Problem details: Could you copy every record exactly as it appears?

Dataset records:
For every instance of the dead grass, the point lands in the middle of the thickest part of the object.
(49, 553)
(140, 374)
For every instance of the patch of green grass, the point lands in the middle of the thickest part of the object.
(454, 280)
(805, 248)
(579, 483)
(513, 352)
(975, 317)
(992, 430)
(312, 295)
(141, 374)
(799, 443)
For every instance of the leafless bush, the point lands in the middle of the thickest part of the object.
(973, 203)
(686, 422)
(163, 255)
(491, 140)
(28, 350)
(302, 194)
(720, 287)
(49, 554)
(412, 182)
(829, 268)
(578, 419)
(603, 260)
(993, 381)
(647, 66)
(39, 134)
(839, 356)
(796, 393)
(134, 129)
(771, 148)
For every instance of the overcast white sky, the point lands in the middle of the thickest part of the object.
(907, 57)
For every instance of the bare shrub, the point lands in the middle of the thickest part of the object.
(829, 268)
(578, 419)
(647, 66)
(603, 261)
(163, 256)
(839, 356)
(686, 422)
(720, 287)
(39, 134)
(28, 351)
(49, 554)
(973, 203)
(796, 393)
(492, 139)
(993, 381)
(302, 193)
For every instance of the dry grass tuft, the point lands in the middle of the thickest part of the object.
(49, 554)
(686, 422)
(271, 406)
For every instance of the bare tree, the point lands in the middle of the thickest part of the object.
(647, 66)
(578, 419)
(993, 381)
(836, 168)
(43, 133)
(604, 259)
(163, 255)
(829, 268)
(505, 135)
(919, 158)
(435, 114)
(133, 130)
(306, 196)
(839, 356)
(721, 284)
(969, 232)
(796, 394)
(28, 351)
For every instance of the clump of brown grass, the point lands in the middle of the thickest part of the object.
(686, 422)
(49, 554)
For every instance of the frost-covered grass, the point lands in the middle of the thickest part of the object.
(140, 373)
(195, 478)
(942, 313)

Answer below:
For every instance of the dead grass, the point lands in the middle of the thickest part of the object.
(49, 553)
(140, 374)
For every instance of the patch of green grass, the point lands in the middle of the thickest part of the object.
(454, 280)
(805, 248)
(579, 483)
(513, 352)
(975, 317)
(992, 430)
(312, 295)
(141, 374)
(799, 443)
For every instance of the leafless bush, the point lands in the middle of the thickest part of the object.
(973, 203)
(686, 422)
(163, 255)
(491, 140)
(28, 350)
(302, 194)
(720, 287)
(49, 554)
(412, 182)
(829, 268)
(578, 419)
(603, 260)
(993, 381)
(647, 66)
(39, 134)
(839, 356)
(796, 393)
(134, 129)
(771, 148)
For every instance of the overcast white sky, the point lands in the middle of the thickest part of the object.
(907, 57)
For every instance of the bare shrub, the point lands in the middle of the thickest part of the object.
(829, 268)
(578, 419)
(647, 66)
(603, 261)
(163, 256)
(839, 356)
(686, 422)
(720, 287)
(39, 134)
(28, 351)
(49, 554)
(973, 203)
(796, 393)
(492, 139)
(993, 381)
(302, 193)
For every instance of the dry grass tuft, the point lands in the middle of the thickest part of the object.
(49, 554)
(686, 422)
(271, 406)
For every instance of the bare tree, the point lands in the middle of the thickest part of the object.
(647, 66)
(578, 419)
(993, 381)
(836, 168)
(43, 133)
(604, 259)
(163, 255)
(829, 268)
(505, 135)
(919, 158)
(435, 114)
(133, 130)
(306, 196)
(839, 356)
(721, 284)
(969, 232)
(796, 394)
(28, 351)
For every instance of the clump of brown grass, the point lands in the middle of the thickest part of the object.
(686, 422)
(49, 554)
For every instance of the frost-covered grass, the point lands in the middle of the thickest part of the object.
(140, 373)
(195, 478)
(942, 313)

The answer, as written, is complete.